(DATASET ENTRIES begins)
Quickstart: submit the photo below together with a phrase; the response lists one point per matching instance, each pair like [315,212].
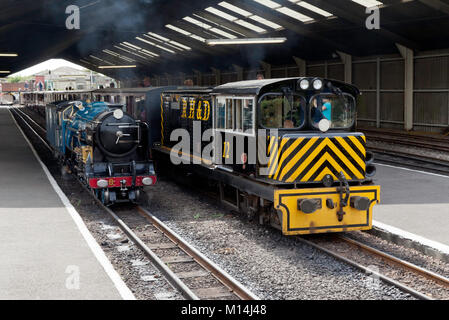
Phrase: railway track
[171,250]
[404,159]
[405,154]
[182,265]
[419,282]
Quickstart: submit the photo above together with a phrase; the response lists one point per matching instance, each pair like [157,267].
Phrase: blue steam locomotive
[106,147]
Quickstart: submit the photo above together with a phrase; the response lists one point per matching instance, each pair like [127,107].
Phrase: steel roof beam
[355,14]
[289,23]
[437,5]
[228,24]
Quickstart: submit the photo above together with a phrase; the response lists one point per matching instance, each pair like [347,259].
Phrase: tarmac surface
[417,202]
[44,254]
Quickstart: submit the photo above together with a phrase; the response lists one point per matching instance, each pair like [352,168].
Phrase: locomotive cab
[285,149]
[307,151]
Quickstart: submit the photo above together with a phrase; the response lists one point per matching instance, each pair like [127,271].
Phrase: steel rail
[157,262]
[367,270]
[414,268]
[228,281]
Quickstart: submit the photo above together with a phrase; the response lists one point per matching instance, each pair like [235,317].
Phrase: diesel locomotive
[106,147]
[282,150]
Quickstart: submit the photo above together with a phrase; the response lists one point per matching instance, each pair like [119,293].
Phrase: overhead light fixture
[117,67]
[214,42]
[8,54]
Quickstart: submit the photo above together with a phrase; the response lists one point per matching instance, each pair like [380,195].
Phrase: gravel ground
[269,264]
[384,266]
[393,147]
[139,274]
[408,254]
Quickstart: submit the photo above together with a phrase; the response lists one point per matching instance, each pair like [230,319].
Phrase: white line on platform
[122,288]
[414,237]
[412,170]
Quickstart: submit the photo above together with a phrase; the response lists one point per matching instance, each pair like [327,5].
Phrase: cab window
[338,109]
[235,114]
[220,113]
[282,112]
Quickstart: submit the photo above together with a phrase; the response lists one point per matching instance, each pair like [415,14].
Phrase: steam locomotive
[106,147]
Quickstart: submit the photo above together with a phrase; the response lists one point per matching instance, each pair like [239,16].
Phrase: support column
[378,92]
[408,56]
[182,75]
[168,78]
[199,77]
[239,71]
[347,61]
[302,66]
[217,74]
[267,69]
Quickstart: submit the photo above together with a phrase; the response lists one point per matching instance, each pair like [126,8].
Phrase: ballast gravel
[271,265]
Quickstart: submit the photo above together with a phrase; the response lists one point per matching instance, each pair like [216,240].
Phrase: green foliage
[17,79]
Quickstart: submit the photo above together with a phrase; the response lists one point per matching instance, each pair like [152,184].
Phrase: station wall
[381,80]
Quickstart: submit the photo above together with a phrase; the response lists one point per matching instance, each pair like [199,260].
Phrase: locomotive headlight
[118,114]
[317,84]
[102,183]
[324,125]
[304,84]
[147,181]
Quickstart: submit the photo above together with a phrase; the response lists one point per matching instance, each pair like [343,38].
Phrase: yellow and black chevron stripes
[309,159]
[162,119]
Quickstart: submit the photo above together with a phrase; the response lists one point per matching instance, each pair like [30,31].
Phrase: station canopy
[164,36]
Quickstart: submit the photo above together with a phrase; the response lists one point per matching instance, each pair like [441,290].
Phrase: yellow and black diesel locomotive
[284,150]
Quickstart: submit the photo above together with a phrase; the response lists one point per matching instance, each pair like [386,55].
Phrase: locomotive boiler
[106,147]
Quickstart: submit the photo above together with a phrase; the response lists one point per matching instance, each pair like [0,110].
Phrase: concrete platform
[414,202]
[44,245]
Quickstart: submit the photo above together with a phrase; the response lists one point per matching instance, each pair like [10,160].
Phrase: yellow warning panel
[318,210]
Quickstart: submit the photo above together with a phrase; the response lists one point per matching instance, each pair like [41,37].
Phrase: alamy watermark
[220,147]
[73,21]
[373,20]
[72,282]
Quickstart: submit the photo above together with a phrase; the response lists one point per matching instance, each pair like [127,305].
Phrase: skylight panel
[210,28]
[311,7]
[115,54]
[368,3]
[180,45]
[155,45]
[197,22]
[294,14]
[270,4]
[102,60]
[186,33]
[145,53]
[221,14]
[132,45]
[250,26]
[250,15]
[236,20]
[287,11]
[266,22]
[223,33]
[158,36]
[170,43]
[235,9]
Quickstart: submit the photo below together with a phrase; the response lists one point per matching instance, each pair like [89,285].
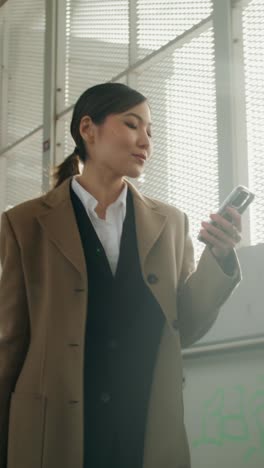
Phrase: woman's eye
[130,125]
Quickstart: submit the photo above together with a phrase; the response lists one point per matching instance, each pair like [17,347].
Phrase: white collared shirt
[109,230]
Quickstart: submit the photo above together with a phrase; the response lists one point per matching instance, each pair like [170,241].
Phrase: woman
[98,289]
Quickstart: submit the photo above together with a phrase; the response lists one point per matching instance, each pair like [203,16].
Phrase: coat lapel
[59,223]
[150,223]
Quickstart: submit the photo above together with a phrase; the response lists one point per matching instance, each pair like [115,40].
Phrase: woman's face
[114,145]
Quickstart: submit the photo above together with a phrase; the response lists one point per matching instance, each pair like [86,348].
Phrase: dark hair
[98,102]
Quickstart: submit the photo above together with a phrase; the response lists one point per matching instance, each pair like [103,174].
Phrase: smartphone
[239,199]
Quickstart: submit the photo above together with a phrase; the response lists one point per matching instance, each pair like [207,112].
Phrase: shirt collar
[90,202]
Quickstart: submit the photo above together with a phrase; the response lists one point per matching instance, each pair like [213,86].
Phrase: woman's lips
[140,156]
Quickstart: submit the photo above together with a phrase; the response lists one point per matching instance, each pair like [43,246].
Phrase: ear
[87,129]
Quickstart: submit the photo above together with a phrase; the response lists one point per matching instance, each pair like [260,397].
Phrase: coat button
[152,279]
[105,397]
[112,344]
[175,324]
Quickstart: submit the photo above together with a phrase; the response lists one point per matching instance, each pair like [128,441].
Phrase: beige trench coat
[43,308]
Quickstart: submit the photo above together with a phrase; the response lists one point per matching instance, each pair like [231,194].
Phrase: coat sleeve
[14,325]
[202,290]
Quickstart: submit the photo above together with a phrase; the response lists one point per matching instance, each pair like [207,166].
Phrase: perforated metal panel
[97,38]
[161,21]
[23,66]
[184,169]
[24,171]
[253,36]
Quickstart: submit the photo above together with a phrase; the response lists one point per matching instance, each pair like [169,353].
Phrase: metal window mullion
[239,96]
[222,21]
[4,107]
[60,80]
[49,101]
[133,43]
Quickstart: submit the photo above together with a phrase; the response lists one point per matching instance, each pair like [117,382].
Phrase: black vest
[123,330]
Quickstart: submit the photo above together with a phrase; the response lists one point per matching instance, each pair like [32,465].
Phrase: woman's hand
[225,236]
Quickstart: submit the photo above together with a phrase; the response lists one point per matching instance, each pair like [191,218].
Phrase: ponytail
[69,167]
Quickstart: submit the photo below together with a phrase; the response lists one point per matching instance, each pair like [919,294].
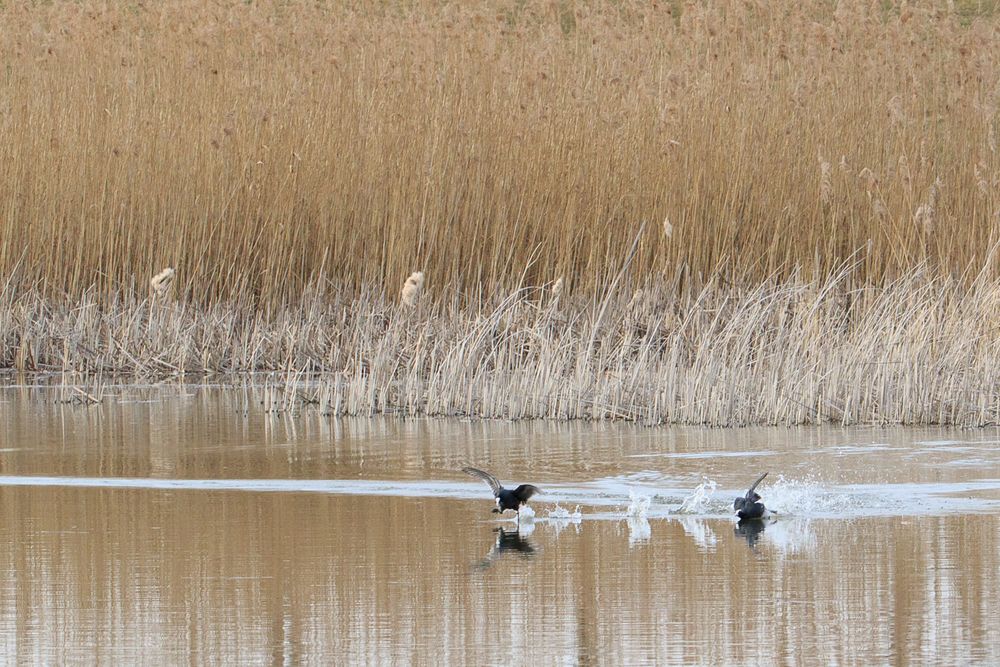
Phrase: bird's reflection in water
[508,542]
[750,530]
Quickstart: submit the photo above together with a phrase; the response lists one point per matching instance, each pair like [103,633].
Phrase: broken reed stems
[920,350]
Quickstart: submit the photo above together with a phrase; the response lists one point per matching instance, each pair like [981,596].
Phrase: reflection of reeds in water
[919,350]
[478,140]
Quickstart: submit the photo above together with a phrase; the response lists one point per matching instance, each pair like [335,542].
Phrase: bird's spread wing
[485,476]
[760,479]
[525,491]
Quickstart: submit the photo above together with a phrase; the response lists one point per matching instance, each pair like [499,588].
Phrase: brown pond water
[181,524]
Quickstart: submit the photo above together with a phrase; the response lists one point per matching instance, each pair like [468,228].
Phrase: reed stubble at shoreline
[919,350]
[280,168]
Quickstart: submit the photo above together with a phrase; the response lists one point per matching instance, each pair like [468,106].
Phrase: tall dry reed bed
[919,350]
[258,146]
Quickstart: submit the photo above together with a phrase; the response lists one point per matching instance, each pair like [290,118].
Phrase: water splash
[638,505]
[698,501]
[560,513]
[639,530]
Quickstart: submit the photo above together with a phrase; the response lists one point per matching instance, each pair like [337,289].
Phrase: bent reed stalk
[919,350]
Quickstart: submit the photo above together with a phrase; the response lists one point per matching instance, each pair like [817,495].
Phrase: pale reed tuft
[870,179]
[926,214]
[825,182]
[895,106]
[982,182]
[412,289]
[161,282]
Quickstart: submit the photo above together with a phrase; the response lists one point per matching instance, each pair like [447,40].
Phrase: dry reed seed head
[870,179]
[924,218]
[895,106]
[825,182]
[161,282]
[412,289]
[879,209]
[903,166]
[981,181]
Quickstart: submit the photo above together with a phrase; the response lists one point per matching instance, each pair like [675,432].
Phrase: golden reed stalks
[264,147]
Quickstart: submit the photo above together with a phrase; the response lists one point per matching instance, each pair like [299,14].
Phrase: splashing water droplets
[698,501]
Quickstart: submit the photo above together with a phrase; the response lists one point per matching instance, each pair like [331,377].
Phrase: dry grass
[623,210]
[921,350]
[263,148]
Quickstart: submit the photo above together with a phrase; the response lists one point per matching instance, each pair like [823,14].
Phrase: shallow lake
[182,524]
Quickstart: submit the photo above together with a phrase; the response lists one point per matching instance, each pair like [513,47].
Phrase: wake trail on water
[638,496]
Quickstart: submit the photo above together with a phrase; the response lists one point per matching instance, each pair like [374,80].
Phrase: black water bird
[506,499]
[749,506]
[508,542]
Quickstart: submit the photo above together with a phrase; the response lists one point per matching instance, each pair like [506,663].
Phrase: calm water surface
[183,525]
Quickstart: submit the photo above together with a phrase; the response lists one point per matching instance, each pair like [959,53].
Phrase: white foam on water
[805,497]
[638,505]
[560,513]
[699,531]
[639,530]
[698,501]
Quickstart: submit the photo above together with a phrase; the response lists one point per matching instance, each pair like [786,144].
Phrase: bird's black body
[749,506]
[507,499]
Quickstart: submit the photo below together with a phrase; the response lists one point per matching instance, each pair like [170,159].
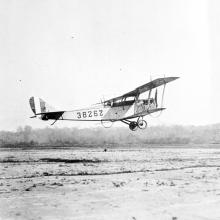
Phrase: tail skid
[43,110]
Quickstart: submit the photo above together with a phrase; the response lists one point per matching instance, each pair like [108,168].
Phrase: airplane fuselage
[106,113]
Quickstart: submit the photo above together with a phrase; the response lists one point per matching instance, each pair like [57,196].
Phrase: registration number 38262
[89,114]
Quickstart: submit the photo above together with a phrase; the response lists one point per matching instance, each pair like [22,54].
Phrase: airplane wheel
[142,124]
[133,126]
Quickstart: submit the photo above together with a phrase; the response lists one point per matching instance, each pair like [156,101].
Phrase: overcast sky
[72,53]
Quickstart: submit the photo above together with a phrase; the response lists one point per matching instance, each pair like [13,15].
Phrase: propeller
[155,98]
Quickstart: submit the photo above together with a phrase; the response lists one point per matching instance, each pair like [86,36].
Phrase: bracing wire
[161,104]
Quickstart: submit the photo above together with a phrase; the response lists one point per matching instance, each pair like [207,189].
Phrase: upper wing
[148,86]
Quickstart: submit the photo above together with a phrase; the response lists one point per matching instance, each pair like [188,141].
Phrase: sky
[72,53]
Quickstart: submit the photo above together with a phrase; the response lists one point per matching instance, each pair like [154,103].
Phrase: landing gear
[142,124]
[134,125]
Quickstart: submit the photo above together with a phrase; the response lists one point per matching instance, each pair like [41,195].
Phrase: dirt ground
[126,184]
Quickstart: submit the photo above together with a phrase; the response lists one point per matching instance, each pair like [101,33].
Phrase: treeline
[26,136]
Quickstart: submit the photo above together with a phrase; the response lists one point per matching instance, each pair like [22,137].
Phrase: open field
[135,183]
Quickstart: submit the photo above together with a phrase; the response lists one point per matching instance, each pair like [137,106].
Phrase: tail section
[39,106]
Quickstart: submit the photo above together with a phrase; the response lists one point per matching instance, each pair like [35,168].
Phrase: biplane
[128,108]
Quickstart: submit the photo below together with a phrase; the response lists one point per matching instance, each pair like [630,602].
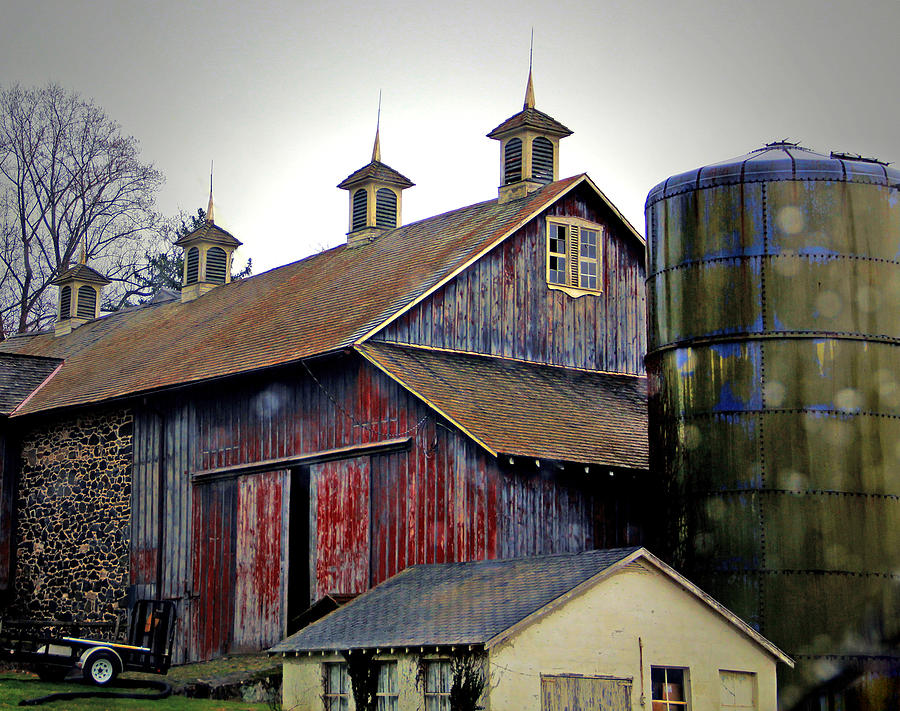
(DATASET ENTRIES ends)
Transcribe nothing but the lines from the one containing "Phrase: biplane" through the final line of the records, exactly as written and without pictures.

### [EXERCISE SOLUTION]
Phrase: biplane
[128,108]
Quickstart: submit the photo below together with a phrase; the response lists one point per matching instance, each pair like [630,602].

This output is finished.